Rewrite all of the records below, replacing every "docstring" with "header comment" and changing nothing else. Omit the pictures from your answer.

+===+

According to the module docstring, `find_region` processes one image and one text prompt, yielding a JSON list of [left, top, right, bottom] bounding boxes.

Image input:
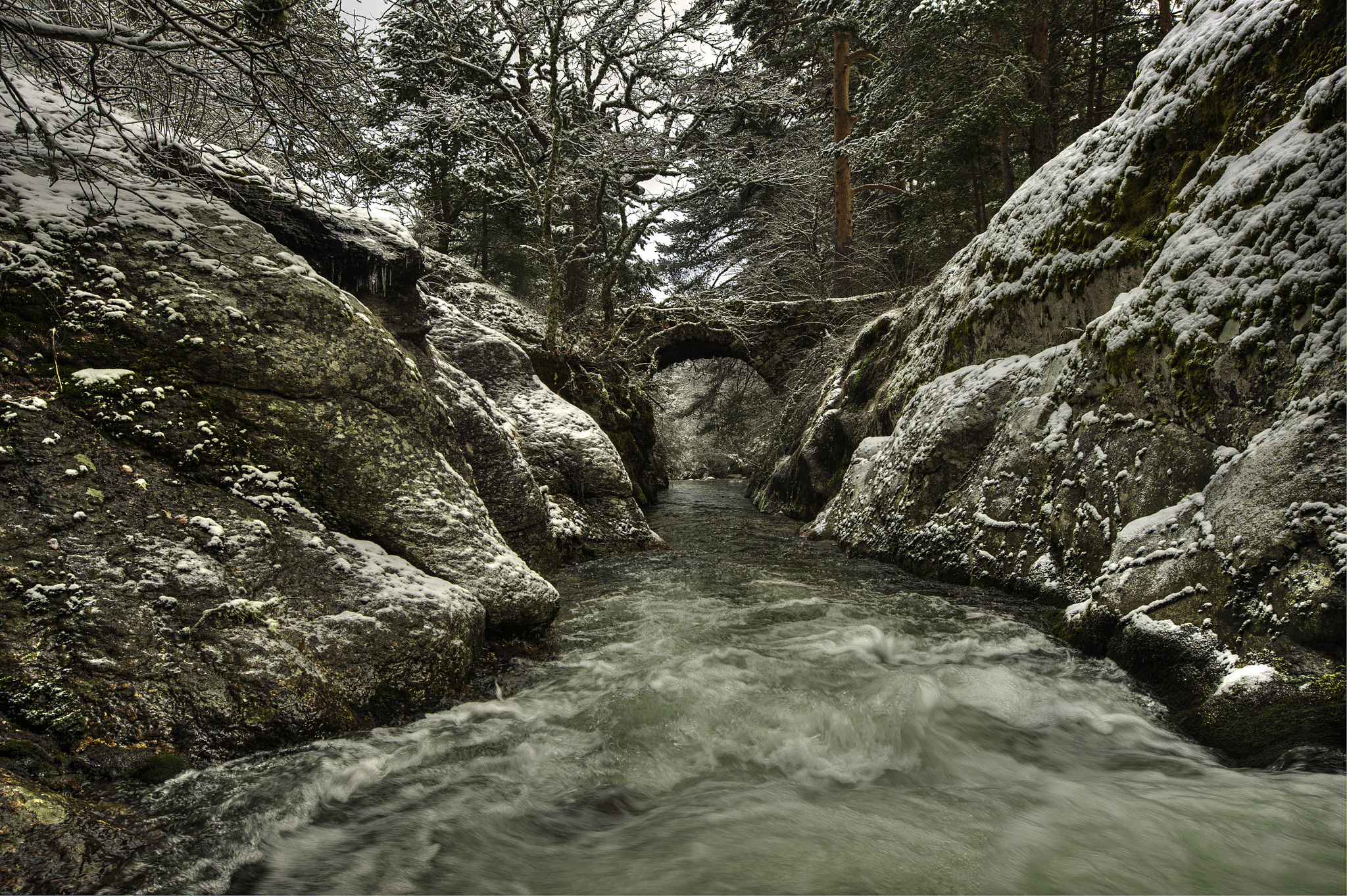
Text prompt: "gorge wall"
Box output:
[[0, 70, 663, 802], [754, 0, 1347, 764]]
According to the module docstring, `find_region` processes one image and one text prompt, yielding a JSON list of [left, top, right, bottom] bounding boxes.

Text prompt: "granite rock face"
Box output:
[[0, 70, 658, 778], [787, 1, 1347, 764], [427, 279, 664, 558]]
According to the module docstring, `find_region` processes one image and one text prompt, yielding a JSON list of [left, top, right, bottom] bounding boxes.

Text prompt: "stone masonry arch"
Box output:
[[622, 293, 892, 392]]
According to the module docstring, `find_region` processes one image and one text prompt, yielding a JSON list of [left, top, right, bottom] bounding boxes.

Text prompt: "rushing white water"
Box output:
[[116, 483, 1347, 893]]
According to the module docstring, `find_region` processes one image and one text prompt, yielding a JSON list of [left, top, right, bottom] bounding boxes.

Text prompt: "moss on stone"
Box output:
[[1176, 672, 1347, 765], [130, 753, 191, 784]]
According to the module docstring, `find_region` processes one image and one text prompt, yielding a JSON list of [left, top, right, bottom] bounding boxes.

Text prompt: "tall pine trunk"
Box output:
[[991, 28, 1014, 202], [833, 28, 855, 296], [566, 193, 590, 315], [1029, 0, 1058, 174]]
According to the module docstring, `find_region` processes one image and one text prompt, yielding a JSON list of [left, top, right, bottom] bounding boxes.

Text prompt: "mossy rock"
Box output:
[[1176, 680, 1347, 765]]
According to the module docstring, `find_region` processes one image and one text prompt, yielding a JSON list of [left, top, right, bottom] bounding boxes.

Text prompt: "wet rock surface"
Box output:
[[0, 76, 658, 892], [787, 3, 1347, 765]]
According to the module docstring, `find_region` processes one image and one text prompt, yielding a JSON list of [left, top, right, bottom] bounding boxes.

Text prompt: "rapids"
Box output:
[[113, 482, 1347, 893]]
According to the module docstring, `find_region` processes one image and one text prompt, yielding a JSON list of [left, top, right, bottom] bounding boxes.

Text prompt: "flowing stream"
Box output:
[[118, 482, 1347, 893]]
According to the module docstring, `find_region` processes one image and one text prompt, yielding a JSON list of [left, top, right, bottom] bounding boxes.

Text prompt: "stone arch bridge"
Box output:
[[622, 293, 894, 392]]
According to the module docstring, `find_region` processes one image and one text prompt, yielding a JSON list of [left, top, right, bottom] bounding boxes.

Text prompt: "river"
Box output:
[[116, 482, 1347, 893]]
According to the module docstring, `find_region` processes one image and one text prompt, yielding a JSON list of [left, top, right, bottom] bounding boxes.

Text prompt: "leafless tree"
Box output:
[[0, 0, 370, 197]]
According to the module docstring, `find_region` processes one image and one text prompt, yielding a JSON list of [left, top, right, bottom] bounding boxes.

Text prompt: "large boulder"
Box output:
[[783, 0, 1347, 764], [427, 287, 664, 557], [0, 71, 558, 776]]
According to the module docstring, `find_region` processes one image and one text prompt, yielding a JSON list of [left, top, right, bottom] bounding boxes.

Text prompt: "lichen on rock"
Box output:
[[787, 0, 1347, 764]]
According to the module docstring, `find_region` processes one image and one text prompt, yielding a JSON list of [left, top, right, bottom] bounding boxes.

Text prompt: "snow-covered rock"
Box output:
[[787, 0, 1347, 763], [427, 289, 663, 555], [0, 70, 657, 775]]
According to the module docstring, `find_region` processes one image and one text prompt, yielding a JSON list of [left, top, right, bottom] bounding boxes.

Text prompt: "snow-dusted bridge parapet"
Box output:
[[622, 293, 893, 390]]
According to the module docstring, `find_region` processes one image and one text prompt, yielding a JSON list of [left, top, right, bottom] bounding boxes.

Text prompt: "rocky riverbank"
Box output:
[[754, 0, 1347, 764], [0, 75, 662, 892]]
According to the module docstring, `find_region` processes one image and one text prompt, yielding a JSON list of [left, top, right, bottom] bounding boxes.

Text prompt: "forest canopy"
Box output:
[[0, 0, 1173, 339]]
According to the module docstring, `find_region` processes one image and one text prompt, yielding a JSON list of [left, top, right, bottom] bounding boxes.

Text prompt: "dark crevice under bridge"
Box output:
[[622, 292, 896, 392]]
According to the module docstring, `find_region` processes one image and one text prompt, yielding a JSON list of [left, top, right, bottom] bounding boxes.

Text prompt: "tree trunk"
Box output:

+===+

Solution for this exercise:
According to the module header comment, `find_region` processes one image and one text prompt, yielding a JSON list of [left, top, right, bottom] bounding boxes.

Image input:
Text prompt: "gorge wall"
Box output:
[[0, 70, 663, 802], [754, 0, 1347, 764]]
According to the module header comment, `find_region` processes one image and one text prompt, yielding a JSON list of [left, top, right, bottom] bounding boxes.

Text prompt: "granite rock face"
Box output:
[[0, 70, 658, 778], [787, 1, 1347, 764], [427, 279, 664, 558]]
According to the module header comment, `find_region` processes one image and one text prompt, yielding a JSON list of [left, top, right, bottom] bounding boxes.

Text prompt: "stone masonry arch"
Box output:
[[622, 293, 892, 392]]
According to the module header comment, `find_region` processes one image and one text prompt, yielding a JSON list of [left, top, right, bottom] bounding boxes.

Text prompt: "rushing white water"
Box output:
[[116, 483, 1347, 893]]
According to the module header comment, `find_region` processes one image and one text prompt, yielding a JSON list of [left, top, right, bottom] bounding boxes.

Text prompt: "moss on stone"
Box output:
[[1176, 672, 1347, 765], [130, 753, 191, 784]]
According to the module header comment, `find_region` processes one image and one text prompt, yielding a JSON list of [left, top, right, bottom] bounding boxes.

Text prompt: "tall pine trunk"
Box output:
[[991, 28, 1014, 202], [833, 28, 855, 296], [566, 193, 590, 315], [1029, 0, 1058, 174]]
According to the module header comment, `find_region` processes one image and one text prompt, yielding a JSON list of [left, top, right, bottom] bounding boxes.

Text prompt: "mossy rock"
Box output:
[[1176, 680, 1347, 765]]
According to the module header comment, `find_region` processes one image and one text prompt, yielding a JSON list of [left, top, right, bottom] bounding boxes.

Text prompt: "wet rock surface"
Box output:
[[0, 76, 658, 892], [787, 3, 1347, 765]]
According to the module header comment, `find_region` processes one image and one text prompt, yielding a JSON list of [left, top, right, bottom] bounding boxes.

Text prompt: "rapids"
Box output:
[[113, 482, 1347, 893]]
According to the module header comment, `find_region` processes one image and one text prompt, yielding a JSON list of [left, top, right, bottom] bounding boxes.

Text prompt: "flowing stream"
Box output:
[[118, 482, 1347, 893]]
According to the module header comment, `find_region` processes one image and one text prompt, yielding a JSON list of [left, top, right, bottom] bounding boxes.

Text prompt: "stone arch bridge"
Box output:
[[622, 293, 894, 392]]
According to the module header comment, `find_region` processes one image and one text prompt, yielding a JSON list of [left, top, right, bottom] bounding boxes.

Text prompt: "river"
Box output:
[[116, 482, 1347, 893]]
According to the module header comment, `find_region` processes one image and one text prompt, yielding a JSON list of [left, top, right, bottom] bounding boxes.

Text prompt: "leafless tree"
Box output:
[[0, 0, 370, 197]]
According to the module header comment, `find_region` processes one image and one text prompt, yielding a JSON list of [left, top, right, bottom] bounding boxes.

Text prompt: "large boulder"
Box output:
[[783, 0, 1347, 764], [427, 287, 664, 557], [0, 71, 558, 776]]
According to the module header comment, `find_region` processes one image and one text prompt, yielding a JSON list of [left, top, right, bottom] bounding boxes.

Text prompt: "lichen on rock"
Box output:
[[787, 0, 1347, 764]]
According to the module header comment, `find_region` processes one image and one text prompt, yielding a JSON list of [left, top, right, bottom] bounding boxes.

Text prompt: "snow-covered rock"
Box output:
[[787, 0, 1347, 763], [427, 289, 663, 555], [0, 70, 657, 775]]
According to the module header comment, `find_region` processes one image and one text prompt, yielding a JSON list of [left, top, right, bottom] bounding boxes.

Text prompt: "snow-dusted bridge parapet"
Box output:
[[622, 293, 893, 390]]
According to the module header comment, `find_region` processes one image and one text prompt, yielding a JSON list of [left, top, right, bottom] bounding boxes.

Text prompt: "rocky riverbank"
Box output:
[[754, 0, 1347, 764], [0, 75, 662, 892]]
According to the module header comment, `find_region` processes one image and one text prompt, yielding a JSON list of [left, top, right, bottom] bounding boxes.

Text prompt: "forest canopy"
Box output:
[[0, 0, 1173, 339]]
According to the module header comment, `find_region` processes one image and one text prompt, yielding a JSON list of [left, top, right, bottom] bounding boxes.

Text prompt: "dark crevice under bridge"
Box output:
[[622, 292, 896, 392]]
According to the module header comment, `find_region` processes one image and one text prompt, yielding a JSON list of [left, top, right, bottom] bounding boxes.

Text prompt: "tree trunk"
Box output:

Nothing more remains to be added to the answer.